Information provided
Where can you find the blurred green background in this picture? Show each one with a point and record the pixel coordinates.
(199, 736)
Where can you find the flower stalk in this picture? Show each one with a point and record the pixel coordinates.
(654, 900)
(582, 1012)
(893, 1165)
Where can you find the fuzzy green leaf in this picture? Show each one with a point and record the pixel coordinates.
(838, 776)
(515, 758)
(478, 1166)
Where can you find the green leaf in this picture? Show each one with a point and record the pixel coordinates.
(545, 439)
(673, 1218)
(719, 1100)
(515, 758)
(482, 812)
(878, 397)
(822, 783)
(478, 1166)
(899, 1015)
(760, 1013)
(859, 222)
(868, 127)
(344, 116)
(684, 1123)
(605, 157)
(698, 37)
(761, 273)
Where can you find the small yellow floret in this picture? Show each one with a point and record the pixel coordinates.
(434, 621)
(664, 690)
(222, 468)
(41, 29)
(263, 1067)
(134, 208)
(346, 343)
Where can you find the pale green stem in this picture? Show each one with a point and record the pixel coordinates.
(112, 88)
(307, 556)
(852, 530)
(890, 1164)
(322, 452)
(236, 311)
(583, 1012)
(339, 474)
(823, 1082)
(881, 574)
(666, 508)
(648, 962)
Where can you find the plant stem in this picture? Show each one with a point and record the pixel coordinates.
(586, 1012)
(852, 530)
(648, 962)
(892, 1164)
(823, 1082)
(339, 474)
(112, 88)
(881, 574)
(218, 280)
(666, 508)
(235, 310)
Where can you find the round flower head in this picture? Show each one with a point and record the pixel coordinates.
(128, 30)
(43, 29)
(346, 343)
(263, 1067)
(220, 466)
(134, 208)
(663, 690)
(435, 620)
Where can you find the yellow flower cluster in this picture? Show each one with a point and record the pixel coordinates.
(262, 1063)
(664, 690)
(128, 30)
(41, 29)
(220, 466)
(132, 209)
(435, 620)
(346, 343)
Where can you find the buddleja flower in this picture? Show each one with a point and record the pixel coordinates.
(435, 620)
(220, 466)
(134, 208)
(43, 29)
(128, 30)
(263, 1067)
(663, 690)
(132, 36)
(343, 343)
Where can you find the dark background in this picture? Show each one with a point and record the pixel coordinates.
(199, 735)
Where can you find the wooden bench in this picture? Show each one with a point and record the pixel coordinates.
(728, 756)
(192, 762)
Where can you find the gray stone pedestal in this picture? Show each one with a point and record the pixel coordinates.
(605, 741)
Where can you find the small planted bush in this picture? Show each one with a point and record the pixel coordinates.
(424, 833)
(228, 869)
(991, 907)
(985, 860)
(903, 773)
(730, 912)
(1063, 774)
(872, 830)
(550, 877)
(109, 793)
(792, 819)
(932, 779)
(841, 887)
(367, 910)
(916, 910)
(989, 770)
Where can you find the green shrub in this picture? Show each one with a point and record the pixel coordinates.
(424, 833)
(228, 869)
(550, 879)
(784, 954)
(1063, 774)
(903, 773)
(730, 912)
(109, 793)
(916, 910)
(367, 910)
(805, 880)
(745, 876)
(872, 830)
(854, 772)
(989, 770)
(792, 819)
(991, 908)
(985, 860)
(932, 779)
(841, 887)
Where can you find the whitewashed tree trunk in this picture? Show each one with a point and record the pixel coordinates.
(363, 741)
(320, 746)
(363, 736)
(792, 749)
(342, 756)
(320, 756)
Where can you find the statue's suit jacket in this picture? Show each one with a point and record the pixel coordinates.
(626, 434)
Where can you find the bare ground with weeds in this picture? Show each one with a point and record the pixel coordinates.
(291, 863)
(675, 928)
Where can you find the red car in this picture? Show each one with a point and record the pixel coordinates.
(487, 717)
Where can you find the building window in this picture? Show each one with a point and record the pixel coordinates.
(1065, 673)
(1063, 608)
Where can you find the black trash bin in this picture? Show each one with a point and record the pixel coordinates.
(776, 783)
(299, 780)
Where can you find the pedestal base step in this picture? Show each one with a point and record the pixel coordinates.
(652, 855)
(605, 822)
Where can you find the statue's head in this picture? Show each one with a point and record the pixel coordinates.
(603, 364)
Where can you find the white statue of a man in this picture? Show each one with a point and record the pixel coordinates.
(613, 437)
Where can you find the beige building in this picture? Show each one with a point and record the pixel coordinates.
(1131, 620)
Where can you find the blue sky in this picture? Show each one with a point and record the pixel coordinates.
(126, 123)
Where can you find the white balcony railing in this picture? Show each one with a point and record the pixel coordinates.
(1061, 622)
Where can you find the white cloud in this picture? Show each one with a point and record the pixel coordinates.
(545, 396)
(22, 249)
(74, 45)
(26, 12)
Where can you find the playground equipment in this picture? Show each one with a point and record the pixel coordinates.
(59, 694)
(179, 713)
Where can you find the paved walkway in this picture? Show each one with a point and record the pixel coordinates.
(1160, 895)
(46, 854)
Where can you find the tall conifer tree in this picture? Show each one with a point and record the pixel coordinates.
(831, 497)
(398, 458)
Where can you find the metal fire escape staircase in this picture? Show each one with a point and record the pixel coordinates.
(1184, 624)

What this task involves
In full and without alteration, repeat the records.

Task result
Where can you find the blurred green background in this picture? Show each one with a point and record the pixel coordinates.
(199, 736)
Where can you find the flower stalk in this picture? Show each one with a point and record the pixel coordinates.
(654, 900)
(582, 1012)
(893, 1165)
Where can you find the fuzzy green leaf in this picture? Show each one with a point and record the pixel coordinates.
(838, 776)
(515, 758)
(478, 1166)
Where can you find the green leaf in this picture? Show each one with a point and record the pixel coordinates.
(545, 439)
(673, 1218)
(719, 1100)
(515, 758)
(482, 812)
(878, 397)
(822, 783)
(478, 1166)
(899, 1015)
(760, 1013)
(859, 222)
(868, 127)
(344, 116)
(684, 1123)
(605, 157)
(698, 37)
(761, 273)
Where can you find the small yellow floret in this picture? Show each one with a point and record the pixel coordinates.
(434, 621)
(664, 690)
(222, 468)
(41, 29)
(263, 1067)
(134, 208)
(346, 343)
Where can you find the pale green stem in this picture? Show each one with a point and record the pixel coordinates.
(112, 88)
(307, 556)
(852, 530)
(890, 1164)
(322, 452)
(236, 311)
(583, 1012)
(339, 474)
(823, 1082)
(881, 574)
(666, 508)
(648, 962)
Where can you find the plant stem in this picture? Show each one with a point and record the pixel coordinates.
(586, 1012)
(852, 530)
(648, 962)
(892, 1164)
(823, 1082)
(339, 474)
(112, 88)
(881, 574)
(218, 280)
(666, 508)
(235, 310)
Where can you find the round flower head in this picture? Show each one with a point and record the pixel coordinates.
(128, 30)
(43, 29)
(346, 343)
(263, 1067)
(220, 466)
(134, 208)
(663, 690)
(435, 620)
Where can you find the yellow flower cluster in this picture? Show each one with a point and record the pixel coordinates.
(262, 1063)
(664, 690)
(128, 30)
(41, 29)
(220, 466)
(132, 209)
(435, 620)
(346, 343)
Where can you find the buddleja flower in this picture? Show each one with a point and record the pixel coordinates.
(435, 620)
(220, 466)
(134, 208)
(43, 29)
(128, 30)
(263, 1067)
(663, 690)
(132, 36)
(343, 343)
Where can you find the dark background in this picture? Show each one with a point and record the pixel coordinates.
(199, 735)
Where can you find the wooden bench in this picture? Show each one with a point and record the pixel coordinates.
(728, 756)
(192, 762)
Where can you find the gray stone pedestal in this picture? Show each one with a point and record the pixel coordinates.
(605, 741)
Where can you find the small planted bush in this picture? Show each one with a point and record the pixel coordinates.
(424, 833)
(228, 869)
(991, 907)
(985, 860)
(903, 773)
(730, 912)
(1063, 774)
(872, 830)
(550, 877)
(109, 793)
(792, 819)
(932, 779)
(841, 887)
(367, 910)
(916, 910)
(989, 770)
Where can you find the green shrub in this picture? Show each one with a point and record the pixel coordinates.
(424, 833)
(228, 869)
(550, 879)
(784, 954)
(1063, 774)
(903, 773)
(730, 912)
(109, 793)
(916, 910)
(367, 910)
(805, 880)
(745, 876)
(872, 830)
(854, 772)
(989, 770)
(792, 819)
(991, 908)
(985, 860)
(932, 779)
(841, 887)
Where can you find the whitewashed tree trunk in this picture? Show each one with a point and record the pixel coordinates.
(363, 741)
(320, 746)
(363, 736)
(792, 749)
(342, 756)
(320, 756)
Where can you find the statue's suit jacket in this picture? Show each one with a point and record the pixel coordinates.
(626, 434)
Where can you find the bare ground with weeds in this picture? Show each one with a point and record the pixel coordinates.
(291, 863)
(675, 928)
Where can you find the red car in this picture? Show each one with a point and record the pixel coordinates.
(487, 717)
Where can you find the building window in this picture? Show each one with a point and record the pixel coordinates.
(1065, 673)
(1063, 608)
Where can you find the black trash bin in this picture? Show each one with a point and record the pixel coordinates.
(776, 783)
(299, 780)
Where can you find the pedestal base step in this picture? Show each one with a point and record the pixel coordinates.
(652, 855)
(605, 822)
Where can you find the statue's head in this picture? Show each one with a point and record the pixel coordinates.
(603, 364)
Where can you find the white statue of a man in this picture? Show each one with a point and record the pixel coordinates.
(613, 437)
Where can you find the beige building in this picture? Show each one with a point and record the pixel coordinates.
(1131, 620)
Where can you find the blue sky in this picture? Show each one with a point and record the pixel coordinates.
(126, 123)
Where can you find the white balcony railing in this picture? Show each one with a point and record the pixel coordinates.
(1061, 622)
Where can you find the white cloud in this picture? Show each one with a point and record the pixel coordinates.
(545, 396)
(22, 249)
(74, 45)
(26, 12)
Where can you find the playground equipment in this picture? Show each one with a point and record the pixel coordinates.
(59, 694)
(179, 713)
Where can you find the paved walkway in this picture? Show each one with a point and record the pixel coordinates.
(1160, 895)
(46, 854)
Where can you find the tall conifer tree in this picture? Show each one with a point and record the pixel coordinates.
(831, 497)
(398, 458)
Where can you find the metal fire escape staircase in this picture? Show each one with a point and record the pixel coordinates.
(1184, 624)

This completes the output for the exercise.